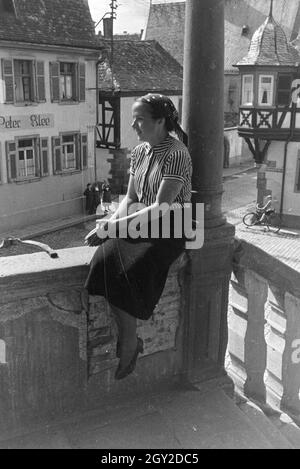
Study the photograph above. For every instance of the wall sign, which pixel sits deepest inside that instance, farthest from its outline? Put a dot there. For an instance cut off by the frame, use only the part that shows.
(30, 121)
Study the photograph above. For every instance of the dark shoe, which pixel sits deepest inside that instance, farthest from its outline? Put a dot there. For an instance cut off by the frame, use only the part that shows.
(123, 372)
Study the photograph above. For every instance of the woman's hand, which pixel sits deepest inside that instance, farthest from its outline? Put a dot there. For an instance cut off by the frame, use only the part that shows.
(106, 228)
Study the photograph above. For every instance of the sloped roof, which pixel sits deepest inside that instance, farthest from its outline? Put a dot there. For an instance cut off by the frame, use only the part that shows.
(52, 22)
(166, 25)
(141, 66)
(269, 46)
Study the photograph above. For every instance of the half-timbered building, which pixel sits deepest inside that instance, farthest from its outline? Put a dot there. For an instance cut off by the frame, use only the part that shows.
(270, 115)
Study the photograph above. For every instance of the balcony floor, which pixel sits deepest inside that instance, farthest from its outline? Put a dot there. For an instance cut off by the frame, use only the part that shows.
(202, 417)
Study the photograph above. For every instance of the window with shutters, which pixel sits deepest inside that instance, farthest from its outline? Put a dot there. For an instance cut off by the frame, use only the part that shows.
(24, 81)
(67, 80)
(265, 90)
(247, 90)
(108, 128)
(24, 86)
(69, 151)
(297, 182)
(27, 158)
(7, 6)
(284, 88)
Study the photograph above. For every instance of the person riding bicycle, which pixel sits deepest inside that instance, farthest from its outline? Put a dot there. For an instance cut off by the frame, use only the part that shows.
(266, 208)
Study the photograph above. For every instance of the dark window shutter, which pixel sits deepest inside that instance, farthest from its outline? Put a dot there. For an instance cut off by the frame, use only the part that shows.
(81, 82)
(44, 152)
(54, 82)
(12, 164)
(84, 150)
(40, 81)
(8, 77)
(56, 153)
(77, 152)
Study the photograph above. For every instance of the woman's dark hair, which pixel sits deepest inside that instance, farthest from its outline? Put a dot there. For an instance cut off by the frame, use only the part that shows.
(162, 106)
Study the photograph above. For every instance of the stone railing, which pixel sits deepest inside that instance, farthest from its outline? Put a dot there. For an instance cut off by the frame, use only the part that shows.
(264, 329)
(57, 345)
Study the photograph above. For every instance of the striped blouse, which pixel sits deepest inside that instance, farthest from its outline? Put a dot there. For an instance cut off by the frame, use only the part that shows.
(168, 160)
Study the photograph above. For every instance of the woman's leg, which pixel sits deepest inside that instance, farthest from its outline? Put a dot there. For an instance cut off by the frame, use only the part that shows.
(126, 325)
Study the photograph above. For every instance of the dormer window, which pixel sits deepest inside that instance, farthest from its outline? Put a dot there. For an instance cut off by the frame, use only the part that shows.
(284, 87)
(247, 90)
(265, 90)
(7, 6)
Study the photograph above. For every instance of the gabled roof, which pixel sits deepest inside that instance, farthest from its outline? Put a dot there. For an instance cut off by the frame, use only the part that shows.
(52, 22)
(269, 46)
(140, 66)
(166, 25)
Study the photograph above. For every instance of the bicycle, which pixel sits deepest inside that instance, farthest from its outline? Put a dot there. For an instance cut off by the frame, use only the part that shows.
(266, 217)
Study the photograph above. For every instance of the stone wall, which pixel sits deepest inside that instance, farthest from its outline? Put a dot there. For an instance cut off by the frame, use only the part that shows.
(264, 329)
(57, 345)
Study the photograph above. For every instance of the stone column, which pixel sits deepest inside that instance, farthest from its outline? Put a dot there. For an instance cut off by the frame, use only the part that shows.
(208, 276)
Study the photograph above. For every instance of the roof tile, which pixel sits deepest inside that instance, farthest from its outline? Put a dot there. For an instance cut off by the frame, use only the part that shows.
(52, 22)
(140, 66)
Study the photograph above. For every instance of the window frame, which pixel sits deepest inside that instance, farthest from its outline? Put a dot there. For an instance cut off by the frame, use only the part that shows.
(78, 82)
(278, 90)
(243, 101)
(37, 79)
(19, 77)
(260, 93)
(109, 103)
(81, 152)
(40, 170)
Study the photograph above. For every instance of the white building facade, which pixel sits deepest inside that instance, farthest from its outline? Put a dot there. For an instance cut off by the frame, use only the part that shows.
(47, 122)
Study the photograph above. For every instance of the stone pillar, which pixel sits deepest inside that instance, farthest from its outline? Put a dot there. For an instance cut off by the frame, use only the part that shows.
(207, 280)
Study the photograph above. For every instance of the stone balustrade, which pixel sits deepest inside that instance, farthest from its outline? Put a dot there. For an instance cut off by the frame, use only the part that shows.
(264, 328)
(57, 345)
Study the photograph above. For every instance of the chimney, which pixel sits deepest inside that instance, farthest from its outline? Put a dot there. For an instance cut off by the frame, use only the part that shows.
(107, 28)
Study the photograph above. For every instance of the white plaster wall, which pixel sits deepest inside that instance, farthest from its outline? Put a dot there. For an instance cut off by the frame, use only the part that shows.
(25, 203)
(291, 198)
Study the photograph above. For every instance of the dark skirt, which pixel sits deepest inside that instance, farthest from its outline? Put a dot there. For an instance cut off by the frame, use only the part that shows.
(131, 274)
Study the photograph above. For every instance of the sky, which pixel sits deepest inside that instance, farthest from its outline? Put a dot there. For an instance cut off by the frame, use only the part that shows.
(132, 15)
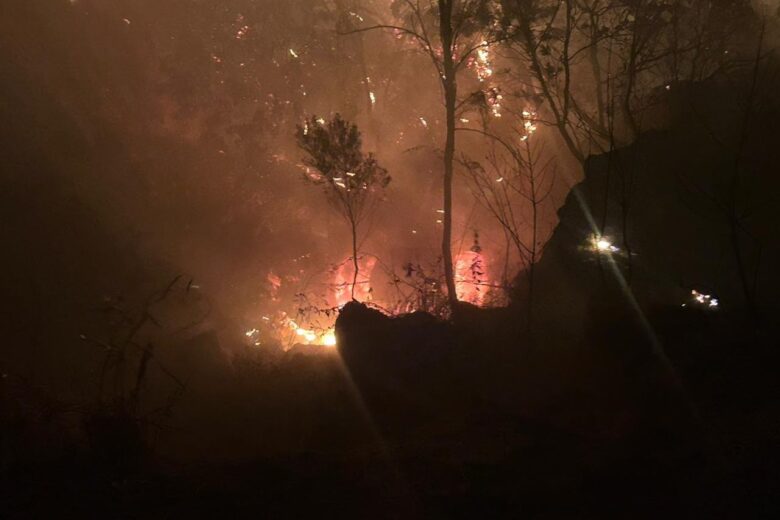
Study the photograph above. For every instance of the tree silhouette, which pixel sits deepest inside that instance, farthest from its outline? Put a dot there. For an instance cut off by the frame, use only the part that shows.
(351, 178)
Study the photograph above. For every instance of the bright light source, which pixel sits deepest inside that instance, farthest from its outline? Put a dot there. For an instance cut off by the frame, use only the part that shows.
(601, 244)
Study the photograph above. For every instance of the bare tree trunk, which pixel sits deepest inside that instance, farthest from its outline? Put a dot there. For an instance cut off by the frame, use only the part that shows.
(450, 95)
(354, 256)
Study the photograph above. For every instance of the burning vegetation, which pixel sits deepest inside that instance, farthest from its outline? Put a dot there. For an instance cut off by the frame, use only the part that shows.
(483, 254)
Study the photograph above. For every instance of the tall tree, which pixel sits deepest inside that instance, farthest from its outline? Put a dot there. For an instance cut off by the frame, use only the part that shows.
(351, 178)
(448, 32)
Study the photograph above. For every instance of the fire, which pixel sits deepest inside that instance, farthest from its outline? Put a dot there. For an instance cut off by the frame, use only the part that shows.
(470, 276)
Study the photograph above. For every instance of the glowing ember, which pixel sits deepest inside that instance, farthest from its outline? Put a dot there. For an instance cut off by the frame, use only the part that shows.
(601, 244)
(329, 339)
(706, 300)
(470, 277)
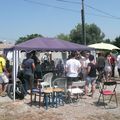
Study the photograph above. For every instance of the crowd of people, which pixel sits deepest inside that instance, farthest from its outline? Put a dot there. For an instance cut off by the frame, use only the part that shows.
(79, 65)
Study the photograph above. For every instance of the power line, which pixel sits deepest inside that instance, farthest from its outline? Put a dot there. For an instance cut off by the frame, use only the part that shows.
(105, 13)
(72, 10)
(52, 6)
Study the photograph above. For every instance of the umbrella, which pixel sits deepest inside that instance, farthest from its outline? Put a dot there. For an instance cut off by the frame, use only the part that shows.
(105, 46)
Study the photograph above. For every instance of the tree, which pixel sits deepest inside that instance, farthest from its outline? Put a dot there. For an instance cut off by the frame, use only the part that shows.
(28, 37)
(63, 36)
(93, 34)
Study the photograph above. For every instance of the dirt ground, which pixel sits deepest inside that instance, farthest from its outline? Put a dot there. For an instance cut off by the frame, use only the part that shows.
(86, 109)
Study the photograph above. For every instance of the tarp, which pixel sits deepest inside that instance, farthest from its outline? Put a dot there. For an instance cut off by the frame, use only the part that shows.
(104, 46)
(42, 44)
(50, 44)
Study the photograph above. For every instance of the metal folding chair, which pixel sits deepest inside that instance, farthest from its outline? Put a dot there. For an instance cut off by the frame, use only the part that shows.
(108, 89)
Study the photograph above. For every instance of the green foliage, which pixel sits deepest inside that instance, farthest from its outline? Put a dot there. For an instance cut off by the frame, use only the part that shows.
(28, 37)
(93, 34)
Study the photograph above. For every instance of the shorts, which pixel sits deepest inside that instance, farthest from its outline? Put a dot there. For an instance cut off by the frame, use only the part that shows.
(3, 78)
(90, 80)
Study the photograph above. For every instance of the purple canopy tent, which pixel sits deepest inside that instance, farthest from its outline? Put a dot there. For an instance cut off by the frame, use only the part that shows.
(50, 44)
(42, 44)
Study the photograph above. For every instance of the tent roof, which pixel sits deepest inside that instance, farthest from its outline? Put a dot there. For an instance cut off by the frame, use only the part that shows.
(49, 44)
(5, 45)
(104, 46)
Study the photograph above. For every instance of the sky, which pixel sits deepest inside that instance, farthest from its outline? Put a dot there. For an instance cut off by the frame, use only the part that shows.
(49, 18)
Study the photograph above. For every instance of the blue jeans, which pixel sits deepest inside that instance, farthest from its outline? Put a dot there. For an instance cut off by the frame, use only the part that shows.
(28, 81)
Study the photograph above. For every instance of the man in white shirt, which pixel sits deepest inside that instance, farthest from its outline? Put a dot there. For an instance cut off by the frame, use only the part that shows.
(118, 64)
(72, 69)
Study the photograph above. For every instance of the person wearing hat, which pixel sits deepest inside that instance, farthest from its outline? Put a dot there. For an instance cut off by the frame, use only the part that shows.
(91, 76)
(3, 78)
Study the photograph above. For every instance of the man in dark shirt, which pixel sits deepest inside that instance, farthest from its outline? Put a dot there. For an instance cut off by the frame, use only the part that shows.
(91, 76)
(28, 68)
(100, 62)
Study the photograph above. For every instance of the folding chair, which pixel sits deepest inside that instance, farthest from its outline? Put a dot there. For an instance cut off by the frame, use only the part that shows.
(108, 89)
(75, 92)
(36, 91)
(47, 80)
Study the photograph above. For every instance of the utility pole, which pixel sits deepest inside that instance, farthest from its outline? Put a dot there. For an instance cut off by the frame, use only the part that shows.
(83, 23)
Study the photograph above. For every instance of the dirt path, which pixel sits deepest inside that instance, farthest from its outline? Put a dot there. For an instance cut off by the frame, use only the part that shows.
(85, 110)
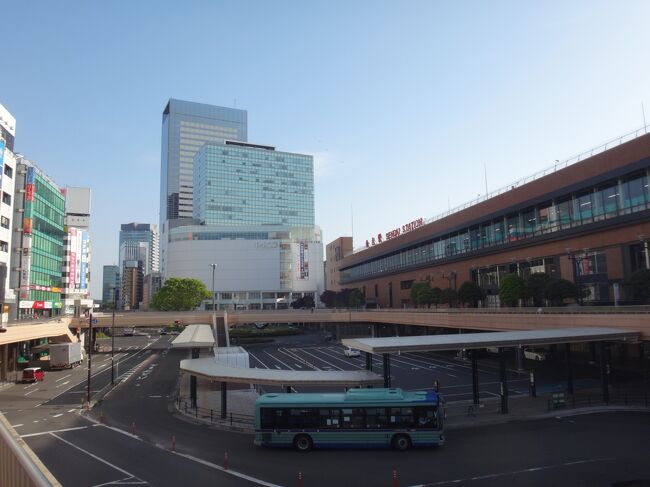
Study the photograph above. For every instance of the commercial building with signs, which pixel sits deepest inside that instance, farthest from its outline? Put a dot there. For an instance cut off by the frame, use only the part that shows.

────────

INSTRUCTIONS TO FOLLOW → Rewrite the entries from the line containing "Study the photograph above. For every instance of the folding" through the end of the entries, replacing "utility pole" with "power pole" and keeping everything else the same. Leave the pictures out of your answer.

RESPONSE →
Study the photograph above. For every instance of the folding chair, which pixel sits deepest inside that instance, farthest from its outline? Put a dot there. For an instance cut off by the frame, use only the part that shows.
(108, 89)
(75, 92)
(36, 91)
(47, 80)
Study the photograph above. For every instance of the power pole, which pixel sits deepest inside that instance, farthest from its outline? Put a dot there. For an instance cut off by the frame, use only the part that shows.
(83, 23)
Study the photograph above. For every instance of the dirt path, which pixel sits deepest inside that instance, farthest from its outline? Put a dot there. For an instance cut off by the frame, use only the part that shows.
(85, 110)
Study the photograph above. For every instance of the commercial building with signs, which pixel sits deepest inside that instance, farthest from its outline? Put a dot there. For an instance cut off by the frame, use only the part that shows.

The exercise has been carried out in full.